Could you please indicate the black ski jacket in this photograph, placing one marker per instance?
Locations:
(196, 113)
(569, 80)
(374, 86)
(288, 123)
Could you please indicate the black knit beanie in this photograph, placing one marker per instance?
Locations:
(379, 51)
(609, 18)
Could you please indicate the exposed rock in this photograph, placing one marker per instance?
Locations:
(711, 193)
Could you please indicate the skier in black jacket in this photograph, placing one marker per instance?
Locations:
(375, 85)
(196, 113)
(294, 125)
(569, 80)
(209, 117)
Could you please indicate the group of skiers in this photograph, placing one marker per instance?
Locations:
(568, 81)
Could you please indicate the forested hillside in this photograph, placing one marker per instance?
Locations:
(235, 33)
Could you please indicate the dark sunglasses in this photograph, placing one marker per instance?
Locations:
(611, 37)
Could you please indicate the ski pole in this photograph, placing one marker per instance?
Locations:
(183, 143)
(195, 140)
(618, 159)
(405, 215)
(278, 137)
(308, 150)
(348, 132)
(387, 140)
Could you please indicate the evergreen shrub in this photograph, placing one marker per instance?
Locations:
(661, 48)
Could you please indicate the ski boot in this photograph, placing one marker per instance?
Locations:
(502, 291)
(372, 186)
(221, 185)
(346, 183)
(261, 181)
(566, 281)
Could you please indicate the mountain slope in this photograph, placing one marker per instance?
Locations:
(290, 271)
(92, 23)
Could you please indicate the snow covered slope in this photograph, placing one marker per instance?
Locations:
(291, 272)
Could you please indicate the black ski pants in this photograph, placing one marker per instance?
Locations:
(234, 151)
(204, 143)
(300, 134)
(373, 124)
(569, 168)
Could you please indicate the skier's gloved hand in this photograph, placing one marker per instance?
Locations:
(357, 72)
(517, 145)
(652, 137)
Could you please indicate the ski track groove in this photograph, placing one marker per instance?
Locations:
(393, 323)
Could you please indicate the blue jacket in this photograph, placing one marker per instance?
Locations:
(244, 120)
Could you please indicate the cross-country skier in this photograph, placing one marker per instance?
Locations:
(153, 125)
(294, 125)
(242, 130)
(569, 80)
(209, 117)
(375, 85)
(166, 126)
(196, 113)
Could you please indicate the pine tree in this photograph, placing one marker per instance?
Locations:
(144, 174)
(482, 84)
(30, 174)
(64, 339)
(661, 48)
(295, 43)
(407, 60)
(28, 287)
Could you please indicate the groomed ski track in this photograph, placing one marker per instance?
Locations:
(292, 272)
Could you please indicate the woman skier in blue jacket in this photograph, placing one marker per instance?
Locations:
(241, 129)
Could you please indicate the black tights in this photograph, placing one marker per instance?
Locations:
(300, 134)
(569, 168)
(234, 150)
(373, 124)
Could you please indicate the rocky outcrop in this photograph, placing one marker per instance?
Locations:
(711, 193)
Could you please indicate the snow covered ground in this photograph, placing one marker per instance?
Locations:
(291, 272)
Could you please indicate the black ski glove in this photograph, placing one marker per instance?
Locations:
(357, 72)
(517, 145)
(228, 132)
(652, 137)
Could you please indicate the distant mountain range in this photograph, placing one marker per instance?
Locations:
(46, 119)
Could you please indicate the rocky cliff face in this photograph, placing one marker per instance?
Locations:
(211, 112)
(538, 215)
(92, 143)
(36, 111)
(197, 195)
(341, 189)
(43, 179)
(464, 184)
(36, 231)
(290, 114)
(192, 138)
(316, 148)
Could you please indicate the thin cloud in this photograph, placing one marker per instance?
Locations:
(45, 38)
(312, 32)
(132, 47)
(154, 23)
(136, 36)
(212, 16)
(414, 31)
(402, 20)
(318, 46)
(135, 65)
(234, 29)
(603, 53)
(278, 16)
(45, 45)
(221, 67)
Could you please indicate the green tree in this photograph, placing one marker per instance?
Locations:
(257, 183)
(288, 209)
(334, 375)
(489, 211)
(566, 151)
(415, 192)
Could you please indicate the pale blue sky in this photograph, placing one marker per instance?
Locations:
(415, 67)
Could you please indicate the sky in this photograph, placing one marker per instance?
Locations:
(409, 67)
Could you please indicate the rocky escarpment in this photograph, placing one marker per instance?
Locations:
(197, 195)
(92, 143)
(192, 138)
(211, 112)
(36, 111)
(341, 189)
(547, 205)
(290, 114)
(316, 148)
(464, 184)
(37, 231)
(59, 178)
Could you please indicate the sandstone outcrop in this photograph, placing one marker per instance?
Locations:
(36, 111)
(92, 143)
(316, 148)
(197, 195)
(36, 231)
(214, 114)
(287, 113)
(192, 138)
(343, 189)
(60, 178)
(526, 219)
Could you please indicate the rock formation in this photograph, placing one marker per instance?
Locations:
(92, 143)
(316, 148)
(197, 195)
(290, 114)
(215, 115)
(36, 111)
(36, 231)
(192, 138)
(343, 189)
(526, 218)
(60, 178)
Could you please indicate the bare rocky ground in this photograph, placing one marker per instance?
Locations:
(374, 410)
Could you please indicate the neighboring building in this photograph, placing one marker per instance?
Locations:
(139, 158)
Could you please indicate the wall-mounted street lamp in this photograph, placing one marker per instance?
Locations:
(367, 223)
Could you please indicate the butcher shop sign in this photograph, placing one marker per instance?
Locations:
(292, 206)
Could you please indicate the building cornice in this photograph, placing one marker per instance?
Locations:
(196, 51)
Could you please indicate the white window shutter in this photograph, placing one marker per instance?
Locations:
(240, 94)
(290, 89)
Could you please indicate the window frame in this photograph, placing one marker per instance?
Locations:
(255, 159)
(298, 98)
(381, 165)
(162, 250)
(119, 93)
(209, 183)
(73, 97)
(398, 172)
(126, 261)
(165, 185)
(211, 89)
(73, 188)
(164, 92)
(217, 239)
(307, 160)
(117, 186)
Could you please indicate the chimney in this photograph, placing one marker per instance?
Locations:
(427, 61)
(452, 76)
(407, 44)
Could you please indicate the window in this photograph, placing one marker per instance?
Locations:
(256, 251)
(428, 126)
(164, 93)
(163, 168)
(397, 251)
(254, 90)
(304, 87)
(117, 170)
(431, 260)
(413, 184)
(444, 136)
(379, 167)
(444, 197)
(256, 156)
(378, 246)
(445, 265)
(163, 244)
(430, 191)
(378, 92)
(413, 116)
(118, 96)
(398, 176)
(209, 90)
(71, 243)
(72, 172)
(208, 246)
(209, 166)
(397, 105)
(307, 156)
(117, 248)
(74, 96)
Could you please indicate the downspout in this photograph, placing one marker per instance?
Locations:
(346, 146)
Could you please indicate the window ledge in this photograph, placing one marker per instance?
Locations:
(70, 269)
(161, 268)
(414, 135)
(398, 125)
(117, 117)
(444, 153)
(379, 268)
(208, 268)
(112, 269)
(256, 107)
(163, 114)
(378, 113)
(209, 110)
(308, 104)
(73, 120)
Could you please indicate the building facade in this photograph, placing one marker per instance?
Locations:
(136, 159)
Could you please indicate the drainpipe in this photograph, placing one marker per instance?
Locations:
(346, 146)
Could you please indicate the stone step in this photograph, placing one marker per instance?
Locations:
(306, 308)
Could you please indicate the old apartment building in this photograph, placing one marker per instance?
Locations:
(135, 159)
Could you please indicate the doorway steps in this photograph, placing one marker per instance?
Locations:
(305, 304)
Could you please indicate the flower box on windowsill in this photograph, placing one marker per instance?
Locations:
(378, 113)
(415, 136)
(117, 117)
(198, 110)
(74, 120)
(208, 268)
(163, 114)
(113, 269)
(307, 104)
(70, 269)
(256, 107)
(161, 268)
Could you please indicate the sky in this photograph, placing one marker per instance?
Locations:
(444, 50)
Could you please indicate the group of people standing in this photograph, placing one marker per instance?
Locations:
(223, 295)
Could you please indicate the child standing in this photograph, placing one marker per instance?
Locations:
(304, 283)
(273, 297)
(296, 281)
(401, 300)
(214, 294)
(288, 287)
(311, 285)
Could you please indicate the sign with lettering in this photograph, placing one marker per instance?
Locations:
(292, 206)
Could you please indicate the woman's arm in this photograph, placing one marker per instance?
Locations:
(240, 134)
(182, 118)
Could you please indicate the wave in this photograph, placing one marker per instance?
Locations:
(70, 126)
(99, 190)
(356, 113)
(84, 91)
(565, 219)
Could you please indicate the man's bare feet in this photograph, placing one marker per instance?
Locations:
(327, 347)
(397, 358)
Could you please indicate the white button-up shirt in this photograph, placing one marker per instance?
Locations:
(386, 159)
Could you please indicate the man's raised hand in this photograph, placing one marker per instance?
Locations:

## TASK ITEM
Give back, unchanged, the run of lines in the listing above that begins at the line containing "Could you please indicate the skier's" and ends at the line containing "Could you please indicate the thin", both included.

## WRITTEN ANSWER
Could you please indicate the skier's gloved hand in this photograph, placing one marker per instance?
Locations:
(357, 72)
(517, 145)
(652, 137)
Could you please indicate the ski track groove in this photograph, placing one marker per instance?
Locations:
(393, 323)
Could you please indicate the blue jacket in this photograph, placing one marker per instance?
Locations:
(244, 120)
Could you please indicate the cross-country skier in this photograph, placing one marker per instance?
Locations:
(153, 125)
(294, 125)
(242, 130)
(569, 80)
(209, 117)
(375, 85)
(166, 126)
(196, 113)
Could you please indicate the pine tree in this photograph, placing one marker per instance?
Locations:
(144, 174)
(482, 84)
(30, 174)
(64, 339)
(661, 48)
(295, 43)
(407, 60)
(28, 287)
Could you please indicate the groomed ski track in this photograph, placing one marker per instance?
Locations:
(292, 272)
Could you please indicate the woman skier in blue jacket in this photograph, placing one marker per instance?
Locations:
(241, 129)
Could you please indicate the black tights in this photograph, placing one marker per instance?
Locations:
(300, 134)
(569, 168)
(234, 150)
(373, 124)
Could you please indicate the rocky outcrop in this photograph, placing one marker per instance?
Locations:
(711, 193)
Could you please indicate the snow covered ground in this photograph, placing one marker per instance?
Locations:
(291, 272)
Could you please indicate the black ski glove in this photograph, placing one marker per instance?
Locations:
(357, 72)
(517, 145)
(228, 132)
(652, 137)
Could you please indicate the distant mountain range in this photograph, placing one marker per instance?
Locations:
(46, 119)
Could you please indicate the rocky cliff face in this photograph, placing one marker per instance?
Locations:
(211, 112)
(538, 215)
(92, 143)
(36, 111)
(197, 195)
(341, 189)
(43, 179)
(464, 184)
(36, 231)
(290, 114)
(192, 138)
(316, 148)
Could you please indicate the thin cloud in this photograph, placing one marker per instance?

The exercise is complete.